Instructions to follow
Word for word, restate the line containing "Question. Locate the white sand ground" and all the lines that come after it in the entries below. Include nothing from before it.

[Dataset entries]
************
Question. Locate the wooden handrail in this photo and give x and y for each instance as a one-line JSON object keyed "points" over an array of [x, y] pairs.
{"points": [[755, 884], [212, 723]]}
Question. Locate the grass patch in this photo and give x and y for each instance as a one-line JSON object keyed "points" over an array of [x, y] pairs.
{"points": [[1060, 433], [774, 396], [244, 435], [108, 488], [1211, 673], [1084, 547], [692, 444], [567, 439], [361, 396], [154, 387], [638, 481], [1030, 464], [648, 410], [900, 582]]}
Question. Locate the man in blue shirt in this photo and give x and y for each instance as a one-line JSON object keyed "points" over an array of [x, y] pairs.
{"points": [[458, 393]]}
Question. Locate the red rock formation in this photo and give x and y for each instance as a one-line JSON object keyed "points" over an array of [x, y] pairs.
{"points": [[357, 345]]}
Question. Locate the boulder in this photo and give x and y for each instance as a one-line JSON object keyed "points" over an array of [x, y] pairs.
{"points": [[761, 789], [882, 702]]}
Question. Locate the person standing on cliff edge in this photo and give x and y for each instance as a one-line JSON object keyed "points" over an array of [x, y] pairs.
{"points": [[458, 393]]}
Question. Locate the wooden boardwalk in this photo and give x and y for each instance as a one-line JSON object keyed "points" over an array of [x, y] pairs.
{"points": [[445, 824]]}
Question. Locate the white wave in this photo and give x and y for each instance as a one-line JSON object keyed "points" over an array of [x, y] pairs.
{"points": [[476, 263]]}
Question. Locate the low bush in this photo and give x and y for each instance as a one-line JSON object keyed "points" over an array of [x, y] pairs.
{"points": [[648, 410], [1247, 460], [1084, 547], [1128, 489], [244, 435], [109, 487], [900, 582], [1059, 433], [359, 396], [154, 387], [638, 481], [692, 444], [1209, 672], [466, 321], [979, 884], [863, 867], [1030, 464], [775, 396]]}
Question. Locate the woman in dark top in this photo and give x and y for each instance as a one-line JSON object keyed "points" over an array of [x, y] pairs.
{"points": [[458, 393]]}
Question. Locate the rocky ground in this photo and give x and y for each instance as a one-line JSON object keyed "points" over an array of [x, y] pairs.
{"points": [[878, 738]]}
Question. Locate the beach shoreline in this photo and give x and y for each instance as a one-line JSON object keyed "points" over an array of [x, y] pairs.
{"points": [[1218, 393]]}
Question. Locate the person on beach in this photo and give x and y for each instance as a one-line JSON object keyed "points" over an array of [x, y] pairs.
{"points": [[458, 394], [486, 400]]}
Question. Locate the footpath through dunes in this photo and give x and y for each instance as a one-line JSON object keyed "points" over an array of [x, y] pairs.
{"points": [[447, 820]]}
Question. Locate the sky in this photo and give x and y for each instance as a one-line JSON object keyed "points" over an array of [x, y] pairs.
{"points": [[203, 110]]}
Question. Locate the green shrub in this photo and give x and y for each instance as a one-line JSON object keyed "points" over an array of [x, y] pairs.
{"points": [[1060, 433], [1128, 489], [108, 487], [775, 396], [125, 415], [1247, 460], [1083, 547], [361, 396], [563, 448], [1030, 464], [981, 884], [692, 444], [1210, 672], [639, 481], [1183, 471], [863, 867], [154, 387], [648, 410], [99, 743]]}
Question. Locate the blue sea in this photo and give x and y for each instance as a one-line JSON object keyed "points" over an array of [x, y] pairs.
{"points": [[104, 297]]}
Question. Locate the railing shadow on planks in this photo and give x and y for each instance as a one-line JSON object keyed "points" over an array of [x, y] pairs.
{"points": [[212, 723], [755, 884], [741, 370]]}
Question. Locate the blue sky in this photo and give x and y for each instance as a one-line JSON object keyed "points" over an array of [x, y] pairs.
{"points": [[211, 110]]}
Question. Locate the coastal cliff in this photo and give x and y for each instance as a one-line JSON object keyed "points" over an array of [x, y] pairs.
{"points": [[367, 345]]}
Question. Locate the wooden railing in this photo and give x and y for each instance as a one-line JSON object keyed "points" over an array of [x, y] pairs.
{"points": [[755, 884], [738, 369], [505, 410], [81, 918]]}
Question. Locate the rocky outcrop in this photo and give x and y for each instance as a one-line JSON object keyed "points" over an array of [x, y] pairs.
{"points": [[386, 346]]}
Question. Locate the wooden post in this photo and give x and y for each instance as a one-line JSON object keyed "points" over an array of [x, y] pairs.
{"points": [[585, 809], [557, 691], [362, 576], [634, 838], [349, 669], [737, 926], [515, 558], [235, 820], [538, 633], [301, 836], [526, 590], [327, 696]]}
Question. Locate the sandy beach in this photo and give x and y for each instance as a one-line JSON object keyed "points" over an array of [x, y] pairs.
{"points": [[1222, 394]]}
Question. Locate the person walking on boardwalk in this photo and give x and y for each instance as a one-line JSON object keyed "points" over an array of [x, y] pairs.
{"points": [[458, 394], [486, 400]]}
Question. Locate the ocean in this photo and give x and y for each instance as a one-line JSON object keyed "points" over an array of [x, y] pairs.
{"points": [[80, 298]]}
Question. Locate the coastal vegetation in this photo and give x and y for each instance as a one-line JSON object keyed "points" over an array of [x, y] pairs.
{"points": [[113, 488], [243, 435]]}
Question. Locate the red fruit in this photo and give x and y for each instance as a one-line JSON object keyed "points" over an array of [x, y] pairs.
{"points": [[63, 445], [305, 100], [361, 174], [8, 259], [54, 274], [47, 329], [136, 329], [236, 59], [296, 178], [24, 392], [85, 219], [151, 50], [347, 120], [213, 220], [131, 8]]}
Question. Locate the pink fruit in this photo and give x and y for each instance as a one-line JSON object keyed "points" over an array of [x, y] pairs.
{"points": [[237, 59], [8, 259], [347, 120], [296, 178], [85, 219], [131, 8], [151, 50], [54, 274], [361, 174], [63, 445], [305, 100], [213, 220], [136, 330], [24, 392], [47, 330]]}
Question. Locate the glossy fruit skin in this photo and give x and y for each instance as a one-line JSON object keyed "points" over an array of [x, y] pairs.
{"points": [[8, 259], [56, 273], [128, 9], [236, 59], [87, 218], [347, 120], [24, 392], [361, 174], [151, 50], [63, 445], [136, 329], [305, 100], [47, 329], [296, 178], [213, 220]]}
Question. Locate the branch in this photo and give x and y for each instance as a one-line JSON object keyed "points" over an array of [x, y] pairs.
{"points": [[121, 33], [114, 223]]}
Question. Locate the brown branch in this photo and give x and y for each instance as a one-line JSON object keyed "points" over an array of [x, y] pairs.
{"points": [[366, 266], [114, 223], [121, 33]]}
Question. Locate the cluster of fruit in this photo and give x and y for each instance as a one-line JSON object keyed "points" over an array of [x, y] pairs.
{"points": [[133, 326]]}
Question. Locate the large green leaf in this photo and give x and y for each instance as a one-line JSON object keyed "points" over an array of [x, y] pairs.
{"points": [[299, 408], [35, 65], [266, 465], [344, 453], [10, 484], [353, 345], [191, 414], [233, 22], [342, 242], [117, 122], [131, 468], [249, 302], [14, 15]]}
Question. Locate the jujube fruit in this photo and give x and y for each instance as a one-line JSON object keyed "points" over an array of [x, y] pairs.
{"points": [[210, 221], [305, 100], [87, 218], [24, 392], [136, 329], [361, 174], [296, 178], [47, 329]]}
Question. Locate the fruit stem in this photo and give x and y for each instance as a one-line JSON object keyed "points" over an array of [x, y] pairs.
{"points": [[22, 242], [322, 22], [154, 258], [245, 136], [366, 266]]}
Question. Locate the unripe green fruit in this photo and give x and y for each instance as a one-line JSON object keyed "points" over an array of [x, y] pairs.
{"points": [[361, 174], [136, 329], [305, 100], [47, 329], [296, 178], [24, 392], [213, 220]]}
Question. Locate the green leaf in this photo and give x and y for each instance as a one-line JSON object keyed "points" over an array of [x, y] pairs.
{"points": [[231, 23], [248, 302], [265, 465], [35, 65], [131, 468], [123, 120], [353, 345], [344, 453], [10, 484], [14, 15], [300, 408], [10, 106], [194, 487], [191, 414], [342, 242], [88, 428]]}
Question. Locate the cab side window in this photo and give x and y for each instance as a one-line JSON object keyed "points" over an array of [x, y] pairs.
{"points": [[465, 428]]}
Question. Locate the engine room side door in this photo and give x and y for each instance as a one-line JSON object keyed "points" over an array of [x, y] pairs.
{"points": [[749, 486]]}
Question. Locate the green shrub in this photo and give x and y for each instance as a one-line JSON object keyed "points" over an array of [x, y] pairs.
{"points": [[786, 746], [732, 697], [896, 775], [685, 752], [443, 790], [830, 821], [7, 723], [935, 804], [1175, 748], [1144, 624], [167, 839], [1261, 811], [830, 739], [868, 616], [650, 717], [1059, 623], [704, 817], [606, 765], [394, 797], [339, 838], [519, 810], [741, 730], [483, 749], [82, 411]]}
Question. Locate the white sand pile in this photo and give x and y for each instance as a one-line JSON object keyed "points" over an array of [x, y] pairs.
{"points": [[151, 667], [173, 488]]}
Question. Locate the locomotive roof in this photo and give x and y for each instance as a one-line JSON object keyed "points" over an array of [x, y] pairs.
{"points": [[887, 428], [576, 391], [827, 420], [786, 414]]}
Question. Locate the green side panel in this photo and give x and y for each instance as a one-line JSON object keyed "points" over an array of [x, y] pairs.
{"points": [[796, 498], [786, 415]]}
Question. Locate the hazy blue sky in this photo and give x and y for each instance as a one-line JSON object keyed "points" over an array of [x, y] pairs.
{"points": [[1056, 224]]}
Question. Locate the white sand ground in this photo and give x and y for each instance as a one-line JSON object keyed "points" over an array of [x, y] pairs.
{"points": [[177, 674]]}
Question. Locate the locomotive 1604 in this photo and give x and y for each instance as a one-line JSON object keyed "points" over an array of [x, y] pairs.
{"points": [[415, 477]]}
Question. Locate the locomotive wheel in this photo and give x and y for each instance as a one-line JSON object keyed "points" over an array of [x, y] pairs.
************
Reply
Question. Locate the white sand ground in this photo and give x and y for each instance as a one-line JSON object keyed "points" over an array of [x, y] pairs.
{"points": [[177, 674]]}
Question. Locate the locomotive 1604 in this photo and give x and y for each instance as a one-line JSON object keyed "points" over an array of [x, y] pairs.
{"points": [[415, 477]]}
Question. Locate the locomotive wheel in this photo and give x and y for each instance as a one-line JSON object keyed "points" over an array of [x, y] pairs.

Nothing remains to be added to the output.